* _RECORDS_:

_ _ _

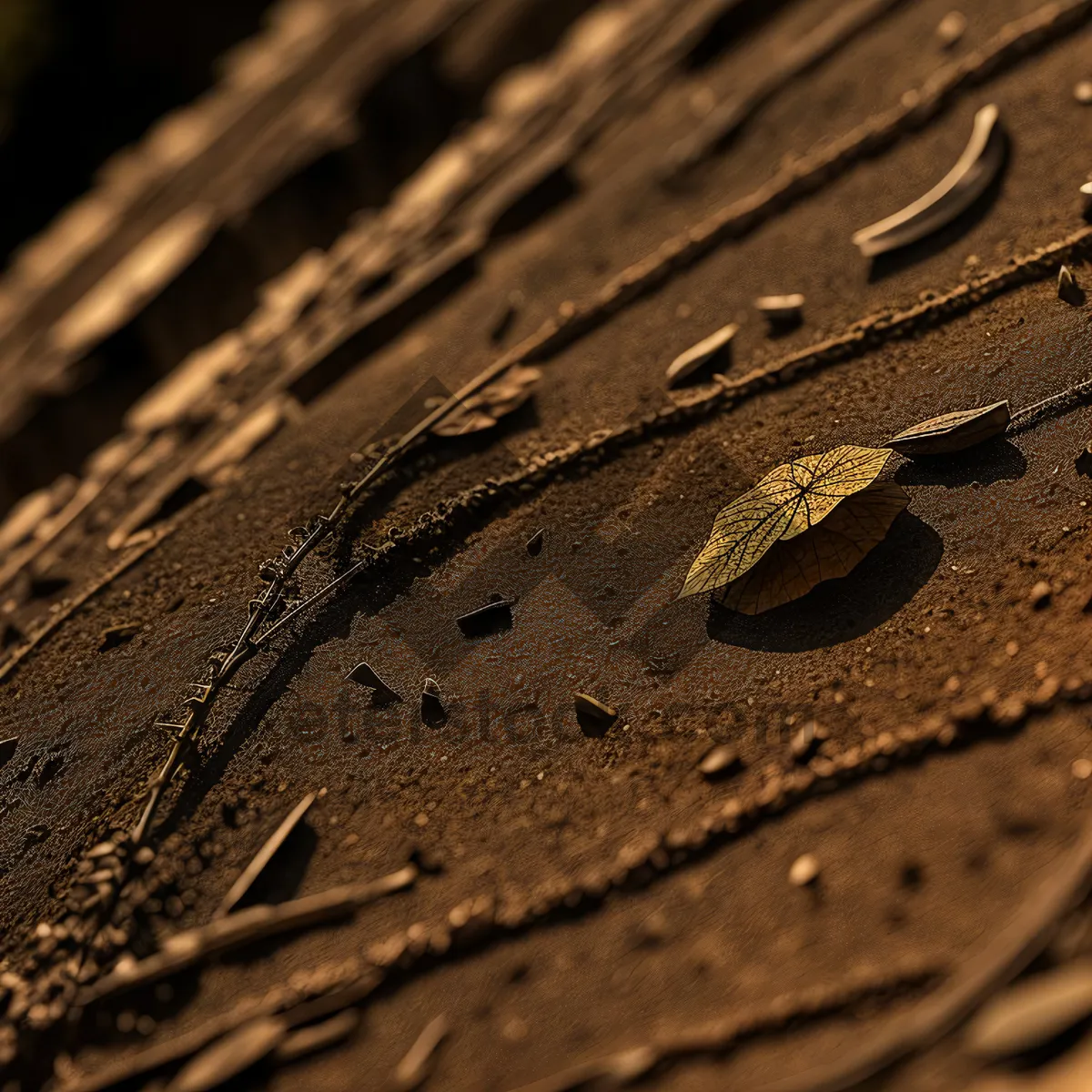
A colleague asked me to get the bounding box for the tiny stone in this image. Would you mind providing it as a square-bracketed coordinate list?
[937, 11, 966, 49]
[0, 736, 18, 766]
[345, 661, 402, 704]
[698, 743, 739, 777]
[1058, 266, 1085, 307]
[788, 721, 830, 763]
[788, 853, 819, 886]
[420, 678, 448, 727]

_ _ _

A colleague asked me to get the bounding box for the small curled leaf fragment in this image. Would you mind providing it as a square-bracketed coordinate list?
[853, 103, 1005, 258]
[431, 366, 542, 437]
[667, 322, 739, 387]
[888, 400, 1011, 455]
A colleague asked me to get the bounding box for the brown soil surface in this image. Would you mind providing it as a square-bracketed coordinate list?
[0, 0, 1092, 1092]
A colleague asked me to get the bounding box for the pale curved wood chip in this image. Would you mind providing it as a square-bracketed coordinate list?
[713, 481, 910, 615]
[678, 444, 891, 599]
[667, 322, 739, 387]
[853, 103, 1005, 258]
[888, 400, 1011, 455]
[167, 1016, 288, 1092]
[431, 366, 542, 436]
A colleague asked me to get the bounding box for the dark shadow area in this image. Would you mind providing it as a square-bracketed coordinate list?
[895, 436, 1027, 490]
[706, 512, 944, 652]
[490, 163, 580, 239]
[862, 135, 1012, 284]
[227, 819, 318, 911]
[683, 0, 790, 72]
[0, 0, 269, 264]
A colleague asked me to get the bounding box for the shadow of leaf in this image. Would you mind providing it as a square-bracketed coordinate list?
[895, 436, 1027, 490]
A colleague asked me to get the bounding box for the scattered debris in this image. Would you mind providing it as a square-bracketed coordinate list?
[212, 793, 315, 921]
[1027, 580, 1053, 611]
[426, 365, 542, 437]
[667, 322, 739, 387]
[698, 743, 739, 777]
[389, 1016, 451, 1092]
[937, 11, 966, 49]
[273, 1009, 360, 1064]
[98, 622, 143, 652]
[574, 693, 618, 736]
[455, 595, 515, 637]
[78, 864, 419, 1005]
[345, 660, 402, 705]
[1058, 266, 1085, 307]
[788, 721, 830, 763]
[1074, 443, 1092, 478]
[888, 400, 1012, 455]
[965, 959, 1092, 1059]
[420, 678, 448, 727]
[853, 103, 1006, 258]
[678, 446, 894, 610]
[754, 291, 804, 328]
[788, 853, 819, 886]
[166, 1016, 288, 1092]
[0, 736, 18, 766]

_ _ _

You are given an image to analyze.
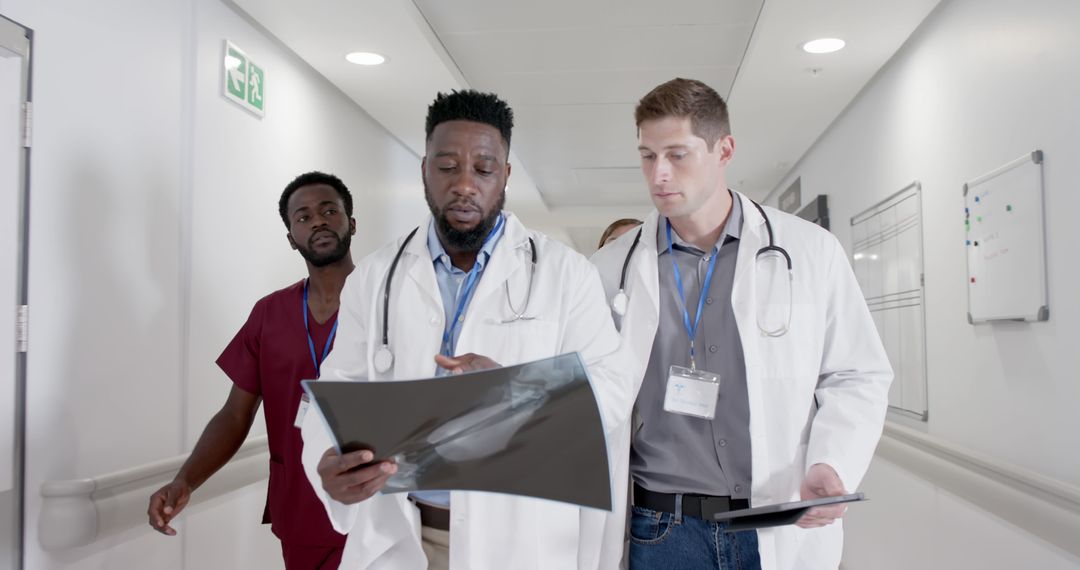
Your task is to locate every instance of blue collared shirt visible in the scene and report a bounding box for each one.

_ _ _

Can you copy the listing word for word from the line with "You are given an image to analyze." to the line with "Your task is", including both of those lines and leaving out the pictures?

You are given an image to analyze.
Your task is to locate every instance of blue collared shirt visible in the scene and report a bounding box for each one.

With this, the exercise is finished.